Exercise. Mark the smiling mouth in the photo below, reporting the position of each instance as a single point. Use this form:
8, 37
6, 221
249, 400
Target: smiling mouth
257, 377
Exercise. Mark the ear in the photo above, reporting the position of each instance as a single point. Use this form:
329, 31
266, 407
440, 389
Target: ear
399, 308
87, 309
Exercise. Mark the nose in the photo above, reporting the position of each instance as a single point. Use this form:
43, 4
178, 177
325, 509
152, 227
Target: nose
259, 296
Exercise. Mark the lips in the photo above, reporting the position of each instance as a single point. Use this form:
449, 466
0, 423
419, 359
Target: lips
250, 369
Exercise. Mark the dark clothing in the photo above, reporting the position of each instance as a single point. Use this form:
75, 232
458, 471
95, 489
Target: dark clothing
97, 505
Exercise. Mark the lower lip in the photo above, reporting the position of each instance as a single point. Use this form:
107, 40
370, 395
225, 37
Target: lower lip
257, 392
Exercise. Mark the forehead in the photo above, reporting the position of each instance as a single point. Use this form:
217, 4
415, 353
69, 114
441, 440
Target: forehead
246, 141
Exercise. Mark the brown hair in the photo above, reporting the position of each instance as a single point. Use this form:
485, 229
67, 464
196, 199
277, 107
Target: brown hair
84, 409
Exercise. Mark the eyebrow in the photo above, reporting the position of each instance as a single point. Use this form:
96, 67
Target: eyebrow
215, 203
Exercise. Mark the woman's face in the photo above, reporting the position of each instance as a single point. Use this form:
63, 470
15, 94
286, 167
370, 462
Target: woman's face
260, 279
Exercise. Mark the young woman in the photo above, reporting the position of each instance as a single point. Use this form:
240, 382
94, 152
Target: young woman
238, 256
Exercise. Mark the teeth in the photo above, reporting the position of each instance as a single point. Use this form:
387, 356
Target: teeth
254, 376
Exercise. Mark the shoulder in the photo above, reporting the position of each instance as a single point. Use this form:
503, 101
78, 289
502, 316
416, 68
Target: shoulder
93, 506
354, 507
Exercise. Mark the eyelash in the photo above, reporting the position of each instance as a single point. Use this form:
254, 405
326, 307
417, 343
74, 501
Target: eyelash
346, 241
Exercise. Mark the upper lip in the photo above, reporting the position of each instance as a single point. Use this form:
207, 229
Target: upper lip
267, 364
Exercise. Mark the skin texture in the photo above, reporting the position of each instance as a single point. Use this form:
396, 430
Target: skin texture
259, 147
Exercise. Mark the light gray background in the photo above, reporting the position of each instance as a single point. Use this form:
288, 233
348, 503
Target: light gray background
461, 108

•••••

**What is asked:**
Please rewrite the records between the line holding "Exercise. Mark the eyelash" and the end of the records, inclusive. Shift each answer coordinate listed after a "Target" line by -50, and leave the sample points and all other lines as they are.

**Exercise answer:**
Exercise. Mark the eyelash in the photo above, reporting the position of each instance as a single point. Use this form:
254, 405
326, 307
417, 343
74, 501
Target: eyelash
296, 191
Exercise. Mark the upper lip in the photo above, reporting the position of each instance as a single point. Use this form:
207, 229
Target: upper lip
217, 314
Exercise. Mark the skin texture in the photo above, reporting the position of each instance as a single point. Use this form:
396, 430
Target: skin texture
209, 97
Exercise. Mark the light gray background in the photo above, reporting the position of each instance as a single point. Use this form:
288, 233
348, 503
Target: light gray background
411, 58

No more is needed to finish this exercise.